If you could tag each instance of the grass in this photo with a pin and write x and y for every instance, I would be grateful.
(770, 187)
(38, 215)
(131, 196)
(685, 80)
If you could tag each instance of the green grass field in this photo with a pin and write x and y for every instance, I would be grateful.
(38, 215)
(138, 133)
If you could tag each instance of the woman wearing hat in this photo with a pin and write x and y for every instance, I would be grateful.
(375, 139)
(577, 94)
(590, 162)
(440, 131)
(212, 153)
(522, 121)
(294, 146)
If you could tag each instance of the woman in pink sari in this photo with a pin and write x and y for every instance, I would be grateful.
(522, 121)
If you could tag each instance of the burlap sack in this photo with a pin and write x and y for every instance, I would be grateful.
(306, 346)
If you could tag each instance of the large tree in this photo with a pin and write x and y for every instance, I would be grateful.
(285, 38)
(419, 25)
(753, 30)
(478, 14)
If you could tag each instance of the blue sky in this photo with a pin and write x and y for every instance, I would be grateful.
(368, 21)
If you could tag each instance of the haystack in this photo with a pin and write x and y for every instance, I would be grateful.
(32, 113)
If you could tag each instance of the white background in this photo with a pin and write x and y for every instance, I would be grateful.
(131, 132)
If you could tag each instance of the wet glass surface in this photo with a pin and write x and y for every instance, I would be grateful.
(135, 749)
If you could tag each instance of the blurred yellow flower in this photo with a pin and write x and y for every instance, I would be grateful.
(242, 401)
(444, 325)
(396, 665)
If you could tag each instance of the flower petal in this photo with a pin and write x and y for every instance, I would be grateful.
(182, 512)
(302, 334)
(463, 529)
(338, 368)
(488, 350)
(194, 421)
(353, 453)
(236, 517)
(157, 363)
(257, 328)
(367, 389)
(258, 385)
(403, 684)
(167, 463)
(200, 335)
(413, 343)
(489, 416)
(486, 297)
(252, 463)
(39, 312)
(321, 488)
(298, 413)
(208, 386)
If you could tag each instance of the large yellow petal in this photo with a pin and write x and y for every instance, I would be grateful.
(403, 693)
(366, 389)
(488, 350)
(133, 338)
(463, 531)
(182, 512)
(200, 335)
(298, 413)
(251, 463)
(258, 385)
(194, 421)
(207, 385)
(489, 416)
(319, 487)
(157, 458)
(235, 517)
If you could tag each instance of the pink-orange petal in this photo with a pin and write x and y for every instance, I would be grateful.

☆ ☆ ☆ ☆ ☆ ☆ ☆

### Assigned task
Transcribe the full set of records precisely.

### Solution to this exercise
If you could tag each instance of the grass in this photo with a pin and write x and y for every instance, I would be grateful.
(770, 187)
(38, 215)
(131, 196)
(685, 80)
If you could tag each instance of the green grass field in this photo with a pin and write x and y for every instance, I would be grateful.
(38, 215)
(138, 133)
If you could tag each instance of the woman wearing hat in this photo with a pin and write x and y for every instance, I would be grateful.
(375, 139)
(577, 94)
(590, 162)
(440, 131)
(212, 153)
(522, 121)
(294, 146)
If you could tag each instance of the woman in pink sari in this photo with a pin and write x and y for every instance, I would be grateful.
(522, 121)
If you could tag each instance of the burlap sack in this photo with a pin and write x and y for every instance, I would be grateful.
(306, 346)
If you could tag each instance of the large tree in this photo with a pin and write x and y for every instance, I would be grateful.
(285, 38)
(419, 25)
(753, 30)
(478, 14)
If you could tag each instance of the blue sky in this photo with a pin and write x and y for every instance, I would be grateful.
(368, 21)
If you could tag each instance of the haystack in this photo with a pin and write x and y for every instance, I would be grateful.
(32, 113)
If you could tag each instance of the white background in this photo with a pin and write x and y for every instance, I would be grateful.
(131, 132)
If you could tag each instance of the wet glass surface in this photo with a pin and write x and y for every instance, I would be grateful.
(135, 749)
If you could tag each instance of the blurred yellow flower in this photo with a pin and write x and y for every instance, I would be grateful.
(242, 401)
(444, 325)
(396, 665)
If you could tag each instance of the flower petal in this photo with a pin and write x and y for every instance, I would be grateful.
(182, 512)
(302, 334)
(463, 529)
(338, 368)
(488, 350)
(194, 421)
(353, 453)
(236, 517)
(157, 363)
(257, 328)
(367, 389)
(258, 385)
(403, 684)
(167, 463)
(200, 335)
(413, 343)
(489, 416)
(486, 297)
(252, 463)
(39, 312)
(321, 488)
(298, 413)
(208, 386)
If you could tag each instance of the large yellow petal in this photo with a pin and write x and y for every instance, I would be grateful.
(403, 693)
(366, 389)
(488, 350)
(133, 338)
(463, 531)
(182, 512)
(200, 335)
(298, 413)
(251, 463)
(258, 385)
(194, 421)
(207, 385)
(489, 416)
(319, 487)
(157, 458)
(235, 517)
If you could tag each instance of the pink-orange petal in this photo with a pin and write x and y for every instance, I would be grateful.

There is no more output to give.